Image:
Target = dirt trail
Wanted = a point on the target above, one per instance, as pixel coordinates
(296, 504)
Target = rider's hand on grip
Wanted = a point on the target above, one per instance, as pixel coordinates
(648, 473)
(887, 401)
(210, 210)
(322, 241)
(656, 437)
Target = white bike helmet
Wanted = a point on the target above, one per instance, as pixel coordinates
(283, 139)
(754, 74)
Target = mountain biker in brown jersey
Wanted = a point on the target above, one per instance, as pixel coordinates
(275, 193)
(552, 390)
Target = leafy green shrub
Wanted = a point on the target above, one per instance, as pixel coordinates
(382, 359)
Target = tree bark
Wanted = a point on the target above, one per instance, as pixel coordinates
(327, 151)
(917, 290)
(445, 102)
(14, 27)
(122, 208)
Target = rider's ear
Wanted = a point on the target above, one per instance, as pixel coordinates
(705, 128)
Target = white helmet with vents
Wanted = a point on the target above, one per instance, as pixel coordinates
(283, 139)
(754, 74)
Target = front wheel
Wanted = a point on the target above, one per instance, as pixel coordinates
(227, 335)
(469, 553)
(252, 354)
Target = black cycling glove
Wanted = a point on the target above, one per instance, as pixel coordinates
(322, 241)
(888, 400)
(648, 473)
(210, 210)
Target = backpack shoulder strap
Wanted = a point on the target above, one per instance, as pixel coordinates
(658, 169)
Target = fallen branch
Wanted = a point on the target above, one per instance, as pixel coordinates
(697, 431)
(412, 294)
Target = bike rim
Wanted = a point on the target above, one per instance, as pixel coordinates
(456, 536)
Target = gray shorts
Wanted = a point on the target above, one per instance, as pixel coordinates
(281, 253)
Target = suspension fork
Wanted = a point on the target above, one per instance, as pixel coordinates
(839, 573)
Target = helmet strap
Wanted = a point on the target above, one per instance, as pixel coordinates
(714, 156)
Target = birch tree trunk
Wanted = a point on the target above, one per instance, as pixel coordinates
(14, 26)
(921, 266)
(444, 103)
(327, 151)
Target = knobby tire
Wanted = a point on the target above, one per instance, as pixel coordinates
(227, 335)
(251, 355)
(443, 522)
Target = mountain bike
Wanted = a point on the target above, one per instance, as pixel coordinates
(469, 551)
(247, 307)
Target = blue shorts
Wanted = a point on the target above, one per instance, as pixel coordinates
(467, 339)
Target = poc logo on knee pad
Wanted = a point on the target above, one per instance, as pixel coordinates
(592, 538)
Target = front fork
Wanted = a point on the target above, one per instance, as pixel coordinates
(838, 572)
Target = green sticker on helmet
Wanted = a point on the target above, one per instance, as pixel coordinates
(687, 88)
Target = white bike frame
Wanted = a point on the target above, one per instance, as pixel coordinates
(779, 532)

================

# The task
Produce an exact copy of every entry above.

# The completed task
Image:
Target = dirt trail
Wanted = a point on the target above, one per instance, as pixel coordinates
(296, 504)
Target = rider's hand on grip
Wanted = a point on the target above, one per instance, as pixel coordinates
(648, 473)
(887, 401)
(210, 210)
(322, 241)
(656, 437)
Target = white bike helmet
Wanted = a point on the target above, one per instance, as pixel coordinates
(283, 139)
(754, 74)
Target = mountain biker in brown jersey
Wanted = a point on the target above, one per instance, as pixel coordinates
(275, 193)
(552, 390)
Target = leafy green shrub
Wanted = a point on the target above, one per instance, as pixel coordinates
(382, 359)
Target = tree bark
Wanted = a point on the target above, one per instance, as pixel coordinates
(327, 151)
(917, 290)
(445, 102)
(14, 27)
(122, 208)
Target = rider's ear
Wanted = a point on the target above, one per instance, as pixel coordinates
(705, 128)
Target = white helmet with vents
Wanted = a point on the target above, one per instance, as pixel coordinates
(283, 139)
(754, 74)
Target = front wheel
Wanted = a point on the target above, one per instance, as pixel coordinates
(227, 335)
(469, 553)
(252, 354)
Target = black cycling glove
Wanted = a point on the target above, one per instance, as pixel coordinates
(322, 241)
(888, 400)
(648, 473)
(210, 210)
Target = backpack shoulder strap
Wanted = a point on the target above, one per instance, as pixel coordinates
(658, 169)
Target = fallen branch
Wanted = a point on the target above, one per instance, as pixel coordinates
(697, 431)
(412, 294)
Target = bike rim
Wanted = a point on the target above, one per instance, as pixel coordinates
(456, 536)
Target = gray shorts
Wanted = a point on the target above, one per instance, as pixel coordinates
(281, 253)
Target = suspension fork
Wanted = a point on the target above, one per instance, as pixel coordinates
(839, 573)
Target = helmet strap
Wanted = a point on the target above, one per instance, as pixel coordinates
(714, 156)
Target = birch tree trunk
Wanted = a point on the target above, one per instance, as pixel coordinates
(14, 26)
(921, 266)
(444, 103)
(327, 151)
Target = knobby tire
Wanted = a point on the target above, one per instance, as pixel coordinates
(227, 335)
(251, 355)
(443, 522)
Target = mountain bike
Wanted = a point on the target above, one per instance, as pixel coordinates
(469, 551)
(247, 307)
Target = blue shorts
Wanted = a point on the target above, one per instance, as pixel coordinates
(467, 339)
Target = poc logo on knee pad
Wanted = a point on the target above, one per instance, as pixel coordinates
(592, 538)
Target = front fork
Wanted = a point on the target above, one per instance, as pixel coordinates
(838, 572)
Target = green sticker on helmet
Wanted = a point on the target above, one per instance, as pixel coordinates
(687, 88)
Target = white bike frame
Wanted = a point on the target above, one per instance, as pixel coordinates
(779, 532)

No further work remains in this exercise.